> Given task:
Would you write out the listing verbatim and skip every picture in it?

> Position annotation records:
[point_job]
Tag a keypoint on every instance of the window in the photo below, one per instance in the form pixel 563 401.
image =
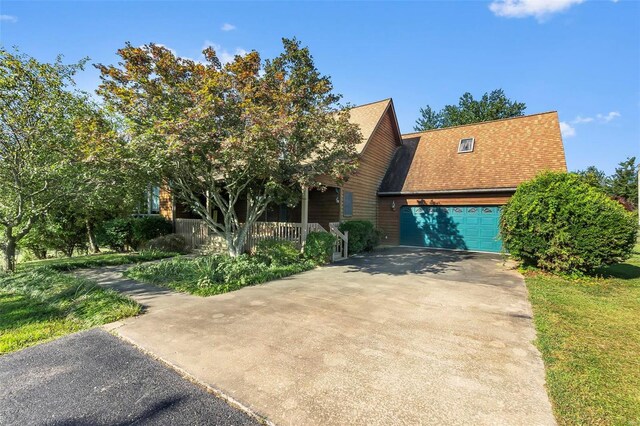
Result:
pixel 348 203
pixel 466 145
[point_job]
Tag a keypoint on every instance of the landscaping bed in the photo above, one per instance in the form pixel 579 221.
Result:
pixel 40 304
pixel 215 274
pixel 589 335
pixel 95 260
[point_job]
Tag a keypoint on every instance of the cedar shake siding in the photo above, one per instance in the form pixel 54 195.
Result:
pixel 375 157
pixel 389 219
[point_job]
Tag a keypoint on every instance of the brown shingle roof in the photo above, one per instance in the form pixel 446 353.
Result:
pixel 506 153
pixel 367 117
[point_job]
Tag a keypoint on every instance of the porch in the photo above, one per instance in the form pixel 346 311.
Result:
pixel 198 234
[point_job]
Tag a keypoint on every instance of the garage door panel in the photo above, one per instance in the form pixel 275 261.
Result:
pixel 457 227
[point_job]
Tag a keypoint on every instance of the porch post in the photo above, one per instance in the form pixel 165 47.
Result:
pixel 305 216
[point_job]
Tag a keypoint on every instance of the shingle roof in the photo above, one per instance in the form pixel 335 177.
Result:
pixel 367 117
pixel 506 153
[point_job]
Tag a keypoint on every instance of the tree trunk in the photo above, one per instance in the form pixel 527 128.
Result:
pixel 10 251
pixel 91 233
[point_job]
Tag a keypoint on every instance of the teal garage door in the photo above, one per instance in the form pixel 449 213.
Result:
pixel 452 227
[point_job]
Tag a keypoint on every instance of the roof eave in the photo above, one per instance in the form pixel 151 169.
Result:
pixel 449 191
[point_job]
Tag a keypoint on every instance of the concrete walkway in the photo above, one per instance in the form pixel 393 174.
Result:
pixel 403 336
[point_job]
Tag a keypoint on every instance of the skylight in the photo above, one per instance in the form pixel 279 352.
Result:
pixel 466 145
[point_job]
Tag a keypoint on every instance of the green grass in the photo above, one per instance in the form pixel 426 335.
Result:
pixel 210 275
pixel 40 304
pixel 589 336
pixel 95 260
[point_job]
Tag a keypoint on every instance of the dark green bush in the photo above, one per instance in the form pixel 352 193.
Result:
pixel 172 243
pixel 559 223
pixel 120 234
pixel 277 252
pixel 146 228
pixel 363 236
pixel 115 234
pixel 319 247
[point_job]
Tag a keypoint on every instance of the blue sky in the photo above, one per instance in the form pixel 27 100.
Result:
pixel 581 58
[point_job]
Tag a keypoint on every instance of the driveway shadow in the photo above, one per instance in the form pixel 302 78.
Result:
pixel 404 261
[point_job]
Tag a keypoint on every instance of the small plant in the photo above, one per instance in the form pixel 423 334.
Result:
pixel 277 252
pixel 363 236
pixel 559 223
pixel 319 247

> Final answer:
[point_job]
Tag a keypoint on every instance of the window in the photo below, one per instance in the form pixel 563 401.
image =
Result:
pixel 348 203
pixel 466 145
[point_job]
Tag a keypoint on every instance of the landscaping bed in the photo above, one per instance in the form pixel 579 221.
Result:
pixel 40 304
pixel 215 274
pixel 589 335
pixel 95 260
[point_job]
Tag a keypoint on every instance of the cedar shake siding in the photo above, one per instance in the form pixel 54 195.
Result:
pixel 375 157
pixel 389 219
[point_job]
Tag a keypoint on every instance of the brown shingle roof in the photo above, one per instance in the form pixel 446 353.
Result:
pixel 506 153
pixel 367 117
[point_job]
Tag a keypoint on every instance of the porch in the photo above, one per instance in the form pixel 346 311.
Result:
pixel 198 234
[point_job]
Tag a keypoint on every instance of the garage door panel in the photo above, one per instance in the form pixel 275 261.
Result:
pixel 457 227
[point_job]
Tag a keypoint on every instance of the porch post in the photo above, one per instance in the form pixel 165 47.
Result:
pixel 305 216
[point_job]
Tag a keypoint on every instance of the shingle roof in the photo above, one per instance in the form pixel 335 177.
Result:
pixel 367 117
pixel 506 153
[point_job]
Tag a keypoint on every instance of the tree trunk in the photo above, one per instance in the form pixel 527 128.
Result:
pixel 10 251
pixel 91 233
[point_job]
Tag a keypoint on every instance of the teal garage door in the photo above, one per instance in the form pixel 449 213.
Result:
pixel 452 227
[point_job]
Tag a keypoint on every instance of the roof eave in the photo above, one per instance in the form pixel 151 169.
Result:
pixel 449 191
[point_job]
Tag a keypoint on every instance of the concrete walkway in the photo above, one per instance in the form pixel 393 174.
Result:
pixel 403 336
[point_job]
Tag a keypoint on every instance of the skylight in the photo above, one per instance in the form pixel 279 352.
Result:
pixel 466 145
[point_job]
Tag a keypoint on every instance of the green grass in the photo above, one per instance in the form pixel 426 335.
Result:
pixel 210 275
pixel 40 304
pixel 589 336
pixel 95 260
[point_job]
Tag a keypoint on every instance of the dark green bush in the photo above, one per instance in the form pixel 352 193.
Result:
pixel 172 243
pixel 559 223
pixel 120 234
pixel 277 252
pixel 146 228
pixel 363 236
pixel 115 234
pixel 319 247
[point_job]
Tag a keypoint on every instance of the blue sky in the photo above, one per instance in the form pixel 27 100.
Result:
pixel 581 58
[point_job]
Tag a keypoint on every instance of the driveway shadow in the photo above, one per instance in the form pixel 302 78.
Result:
pixel 404 261
[point_job]
Tag a keypoint on every instance of the small plant in the photo above, one per instance in the form pixel 423 334.
Result:
pixel 277 252
pixel 363 236
pixel 559 223
pixel 319 247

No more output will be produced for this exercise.